* _GOAL_
Rewrite the records below with "marker" replaced by "dot" everywhere it occurs, keeping everything else identical.

(Dataset items)
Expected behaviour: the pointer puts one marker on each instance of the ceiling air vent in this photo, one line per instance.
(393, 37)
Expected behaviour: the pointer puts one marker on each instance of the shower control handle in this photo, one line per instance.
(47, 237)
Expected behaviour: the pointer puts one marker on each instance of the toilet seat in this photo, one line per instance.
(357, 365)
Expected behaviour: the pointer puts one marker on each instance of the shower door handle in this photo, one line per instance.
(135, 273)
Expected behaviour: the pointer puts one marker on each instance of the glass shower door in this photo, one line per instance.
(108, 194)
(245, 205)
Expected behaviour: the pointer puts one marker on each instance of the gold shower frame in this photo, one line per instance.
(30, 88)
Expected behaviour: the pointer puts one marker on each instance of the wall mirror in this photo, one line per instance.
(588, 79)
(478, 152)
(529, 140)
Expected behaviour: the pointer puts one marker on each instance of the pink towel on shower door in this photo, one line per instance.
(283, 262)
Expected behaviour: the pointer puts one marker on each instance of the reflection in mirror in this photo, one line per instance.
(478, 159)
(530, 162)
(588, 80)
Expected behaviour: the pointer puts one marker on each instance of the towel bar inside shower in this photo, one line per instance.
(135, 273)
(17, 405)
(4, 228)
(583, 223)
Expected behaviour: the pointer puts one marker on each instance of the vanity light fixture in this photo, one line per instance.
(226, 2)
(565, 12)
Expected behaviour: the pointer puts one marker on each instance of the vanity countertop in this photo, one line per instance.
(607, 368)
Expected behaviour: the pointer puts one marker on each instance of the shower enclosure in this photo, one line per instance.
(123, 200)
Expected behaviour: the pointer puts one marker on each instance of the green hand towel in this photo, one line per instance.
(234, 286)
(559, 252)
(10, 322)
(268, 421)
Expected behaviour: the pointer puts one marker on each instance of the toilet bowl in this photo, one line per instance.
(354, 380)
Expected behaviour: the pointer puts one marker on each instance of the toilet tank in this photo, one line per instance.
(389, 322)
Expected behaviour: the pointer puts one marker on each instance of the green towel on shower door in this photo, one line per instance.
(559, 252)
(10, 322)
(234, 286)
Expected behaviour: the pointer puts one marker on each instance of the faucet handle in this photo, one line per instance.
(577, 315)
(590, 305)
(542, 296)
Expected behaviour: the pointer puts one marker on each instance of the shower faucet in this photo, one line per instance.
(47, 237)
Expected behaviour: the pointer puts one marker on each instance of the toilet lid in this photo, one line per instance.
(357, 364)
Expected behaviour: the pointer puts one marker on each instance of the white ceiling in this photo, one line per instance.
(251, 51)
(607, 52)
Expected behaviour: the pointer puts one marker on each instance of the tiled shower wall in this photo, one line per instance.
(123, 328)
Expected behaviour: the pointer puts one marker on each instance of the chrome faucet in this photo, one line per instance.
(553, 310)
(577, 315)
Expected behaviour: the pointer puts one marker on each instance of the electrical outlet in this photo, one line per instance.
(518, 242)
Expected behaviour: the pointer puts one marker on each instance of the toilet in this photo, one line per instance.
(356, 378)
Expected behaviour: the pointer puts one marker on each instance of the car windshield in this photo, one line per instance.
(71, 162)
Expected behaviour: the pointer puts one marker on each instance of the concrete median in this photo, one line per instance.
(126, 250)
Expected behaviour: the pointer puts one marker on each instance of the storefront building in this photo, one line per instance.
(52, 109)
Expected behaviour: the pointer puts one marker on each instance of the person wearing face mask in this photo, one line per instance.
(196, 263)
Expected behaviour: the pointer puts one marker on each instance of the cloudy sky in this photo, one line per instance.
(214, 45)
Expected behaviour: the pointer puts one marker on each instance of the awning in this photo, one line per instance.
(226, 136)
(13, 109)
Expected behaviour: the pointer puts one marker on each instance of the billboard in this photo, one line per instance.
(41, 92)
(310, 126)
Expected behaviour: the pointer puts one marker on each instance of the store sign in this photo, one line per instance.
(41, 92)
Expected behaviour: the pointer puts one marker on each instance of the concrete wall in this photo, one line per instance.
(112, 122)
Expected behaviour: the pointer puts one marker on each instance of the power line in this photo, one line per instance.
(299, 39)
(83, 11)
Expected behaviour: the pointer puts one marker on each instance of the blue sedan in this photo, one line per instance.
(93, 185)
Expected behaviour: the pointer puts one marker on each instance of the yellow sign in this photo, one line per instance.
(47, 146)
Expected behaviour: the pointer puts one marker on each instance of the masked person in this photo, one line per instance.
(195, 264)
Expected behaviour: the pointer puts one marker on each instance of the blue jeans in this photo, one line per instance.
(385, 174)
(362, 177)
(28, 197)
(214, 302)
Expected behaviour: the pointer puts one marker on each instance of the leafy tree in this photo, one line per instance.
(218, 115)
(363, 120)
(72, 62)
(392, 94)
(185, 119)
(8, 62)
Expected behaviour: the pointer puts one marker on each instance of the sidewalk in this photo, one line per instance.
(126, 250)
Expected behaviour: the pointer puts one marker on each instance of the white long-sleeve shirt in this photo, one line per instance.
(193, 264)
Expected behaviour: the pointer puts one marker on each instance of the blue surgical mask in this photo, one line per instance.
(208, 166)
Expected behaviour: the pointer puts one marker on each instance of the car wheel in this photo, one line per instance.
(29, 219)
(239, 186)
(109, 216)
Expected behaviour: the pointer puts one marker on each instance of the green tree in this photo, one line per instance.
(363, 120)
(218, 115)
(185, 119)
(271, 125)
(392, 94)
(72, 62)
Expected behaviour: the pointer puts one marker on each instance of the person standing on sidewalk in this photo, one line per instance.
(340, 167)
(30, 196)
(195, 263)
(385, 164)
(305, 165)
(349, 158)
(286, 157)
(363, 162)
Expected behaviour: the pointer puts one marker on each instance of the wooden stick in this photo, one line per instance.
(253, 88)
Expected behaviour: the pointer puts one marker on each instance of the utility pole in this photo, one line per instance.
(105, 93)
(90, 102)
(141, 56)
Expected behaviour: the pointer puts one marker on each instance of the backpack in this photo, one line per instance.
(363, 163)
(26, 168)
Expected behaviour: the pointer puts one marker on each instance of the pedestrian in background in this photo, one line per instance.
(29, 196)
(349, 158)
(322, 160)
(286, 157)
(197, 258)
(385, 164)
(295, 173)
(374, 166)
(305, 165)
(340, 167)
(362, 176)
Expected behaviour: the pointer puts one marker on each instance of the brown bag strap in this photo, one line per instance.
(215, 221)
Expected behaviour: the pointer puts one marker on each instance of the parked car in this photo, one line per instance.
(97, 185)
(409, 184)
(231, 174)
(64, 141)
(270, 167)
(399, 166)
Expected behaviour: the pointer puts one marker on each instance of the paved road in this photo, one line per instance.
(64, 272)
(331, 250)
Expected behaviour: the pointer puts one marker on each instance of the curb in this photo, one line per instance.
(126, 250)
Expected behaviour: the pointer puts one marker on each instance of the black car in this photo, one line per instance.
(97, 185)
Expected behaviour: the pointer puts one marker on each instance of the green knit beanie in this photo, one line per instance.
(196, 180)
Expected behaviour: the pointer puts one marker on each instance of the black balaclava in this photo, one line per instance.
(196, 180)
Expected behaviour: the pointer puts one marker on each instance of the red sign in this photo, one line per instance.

* _COMPLETED TASK_
Expected behaviour: the pointer puts one dot on each instance of the ceiling air vent in this photo, one line per instance.
(393, 37)
Expected behaviour: the pointer puts one dot on each instance of the shower control handle in this photo, one line per instance.
(47, 237)
Expected behaviour: the pointer puts one dot on each instance of the toilet seat in this photo, one line per instance.
(357, 365)
Expected behaviour: the pointer puts one dot on each instance of the shower door handle in this photo, one line per instance.
(135, 273)
Expected behaviour: the pointer puts one dot on each instance of the glass shower door in this photo, one line per instance.
(108, 194)
(245, 205)
Expected behaviour: the pointer puts one dot on each instance of the gold shower frame in this photo, one line per instance.
(30, 88)
Expected behaviour: the pointer puts one dot on each instance of the wall mirror in this photo, one line per instance.
(588, 79)
(478, 152)
(529, 140)
Expected behaviour: the pointer puts one dot on each instance of the pink towel on shower door in this photo, one line per instance.
(283, 262)
Expected behaviour: the pointer puts one dot on each instance of the reflection in mirror in this photo, one line per instance.
(478, 159)
(530, 162)
(588, 80)
Expected behaviour: the pointer puts one dot on each instance of the towel bar inside shower in this photo, one line per instance.
(135, 273)
(17, 405)
(4, 228)
(583, 223)
Expected behaviour: the pointer puts one dot on each instance of the vanity light fixture in this photo, one line per instance.
(226, 2)
(565, 12)
Expected behaviour: the pointer puts one dot on each instance of the vanity countertop in this photo, one line per instance.
(607, 368)
Expected behaviour: the pointer puts one dot on each instance of the shower enclosure in this photo, one line per instance.
(123, 200)
Expected behaviour: the pointer puts one dot on each instance of the green hand towel in this photo, one line per instance.
(234, 286)
(559, 252)
(10, 322)
(268, 421)
Expected behaviour: the pointer puts one dot on each instance of the toilet bowl in this photo, one line per instance.
(354, 380)
Expected behaviour: the pointer puts one dot on each instance of the toilet tank in this photo, one line per instance.
(389, 322)
Expected behaviour: the pointer puts one dot on each instance of the green towel on shower door in this photo, one line per instance.
(559, 252)
(10, 322)
(234, 286)
Expected behaviour: the pointer puts one dot on each instance of the faucet handle in this photo, one line per instance.
(577, 315)
(590, 305)
(542, 296)
Expected behaviour: the pointer puts one dot on each instance of the shower faucet in this photo, one line per instance.
(47, 237)
Expected behaviour: the pointer puts one dot on each instance of the toilet lid in this photo, one line per instance.
(357, 364)
Expected behaviour: the pointer puts one dot on each instance of the white ceiling in this photo, one line per instance.
(251, 51)
(607, 52)
Expected behaviour: the pointer puts one dot on each instance of the tiled shower wall in this photo, one line per instance.
(123, 328)
Expected behaviour: the pointer puts one dot on each instance of the chrome faucet in this photo, one line per instance.
(553, 310)
(577, 315)
Expected behaviour: the pointer puts one dot on each instance of the electrical outlet in this photo, one line per instance.
(518, 242)
Expected behaviour: the pointer puts one dot on each instance of the toilet in this photo, one line per instance.
(356, 378)
Expected behaviour: the pointer puts one dot on each instance of the car windshield in this photo, one line per instance.
(71, 162)
Expected behaviour: the pointer puts one dot on each instance of the concrete median in this photo, one line per instance.
(126, 250)
Expected behaviour: the pointer puts one dot on each instance of the storefront building in this photo, one line per instance.
(52, 109)
Expected behaviour: the pointer puts one dot on each instance of the person wearing face mask in this photo, one line per instance.
(196, 263)
Expected behaviour: the pointer puts one dot on each instance of the cloudy sky in this photo, one line per instance.
(214, 45)
Expected behaviour: the pointer puts one dot on each instance of the awning in this photo, one line per instance.
(226, 136)
(13, 109)
Expected behaviour: the pointer puts one dot on each instance of the billboard in this photo, one line per instance.
(41, 92)
(310, 126)
Expected behaviour: the pointer puts one dot on each instance of the store sign in this photo, one line per instance.
(41, 92)
Expected behaviour: the pointer puts one dot on each instance of the concrete wall in this photo, one line per instance.
(112, 122)
Expected behaviour: the pointer puts one dot on each instance of the power line in this photo, one line per instance.
(299, 39)
(83, 11)
Expected behaviour: the pointer puts one dot on each instance of the blue sedan in this photo, one line per instance.
(93, 185)
Expected behaviour: the pointer puts one dot on each instance of the yellow sign in this photo, one line per instance.
(47, 146)
Expected behaviour: the pointer puts one dot on each instance of the masked person in this photo, one line per instance.
(195, 264)
Expected behaviour: the pointer puts one dot on each instance of the blue jeans in this photo, one line per instance.
(385, 174)
(362, 177)
(28, 197)
(214, 302)
Expected behaviour: the pointer puts one dot on each instance of the leafy tree in this photo, one line per instance.
(218, 115)
(363, 120)
(72, 62)
(392, 94)
(185, 119)
(8, 62)
Expected behaviour: the pointer puts one dot on each instance of the sidewalk in this photo, one line per instance.
(126, 250)
Expected behaviour: the pointer puts one dot on each instance of the white long-sleeve shirt in this photo, one line per instance.
(193, 264)
Expected behaviour: the pointer puts one dot on each instance of the blue surgical mask in this photo, one line per instance.
(208, 166)
Expected behaviour: the pointer puts one dot on each instance of the car wheel in this photo, one line per instance.
(29, 219)
(239, 186)
(109, 216)
Expected behaviour: the pointer puts one dot on each instance of the green tree in this photo, one line per instance.
(363, 120)
(218, 115)
(185, 119)
(271, 125)
(392, 94)
(72, 62)
Expected behaviour: the pointer puts one dot on each instance of the person standing on sidewalk in this photo, one line per instance.
(340, 167)
(30, 196)
(195, 263)
(385, 164)
(305, 165)
(349, 158)
(286, 157)
(363, 162)
Expected behaviour: the pointer puts one dot on each instance of the wooden stick in this photo, one line per instance.
(253, 88)
Expected behaviour: the pointer puts one dot on each instance of the utility pole in this photo, one line per instance.
(105, 93)
(90, 102)
(141, 56)
Expected behaviour: the pointer puts one dot on each instance of the backpack in this photo, one line per instance.
(363, 163)
(26, 168)
Expected behaviour: the pointer puts one dot on each instance of the pedestrian in background in this photo, one line per instance.
(29, 196)
(349, 158)
(322, 160)
(286, 157)
(197, 258)
(385, 164)
(295, 173)
(374, 166)
(305, 165)
(340, 167)
(362, 176)
Expected behaviour: the pointer puts one dot on each instance of the brown bag strap in this photo, one line per instance.
(215, 221)
Expected behaviour: the pointer puts one dot on each instance of the parked car in this photo, one line per instance.
(97, 185)
(409, 184)
(231, 174)
(64, 141)
(270, 167)
(399, 166)
Expected behaviour: the pointer puts one dot on each instance of the paved road in this photo, one line per instance.
(64, 272)
(331, 250)
Expected behaviour: the pointer puts one dot on each instance of the curb in this photo, one line per instance.
(126, 250)
Expected behaviour: the pointer puts one dot on each instance of the black car in this photo, one line per instance.
(97, 185)
Expected behaviour: the pointer puts one dot on each instance of the green knit beanie in this photo, one line per instance.
(196, 180)
Expected behaviour: the pointer puts one dot on each instance of the black balaclava in this photo, one line per instance.
(196, 180)
Expected behaviour: the pointer puts one dot on each instance of the red sign in this photo, one line per instance.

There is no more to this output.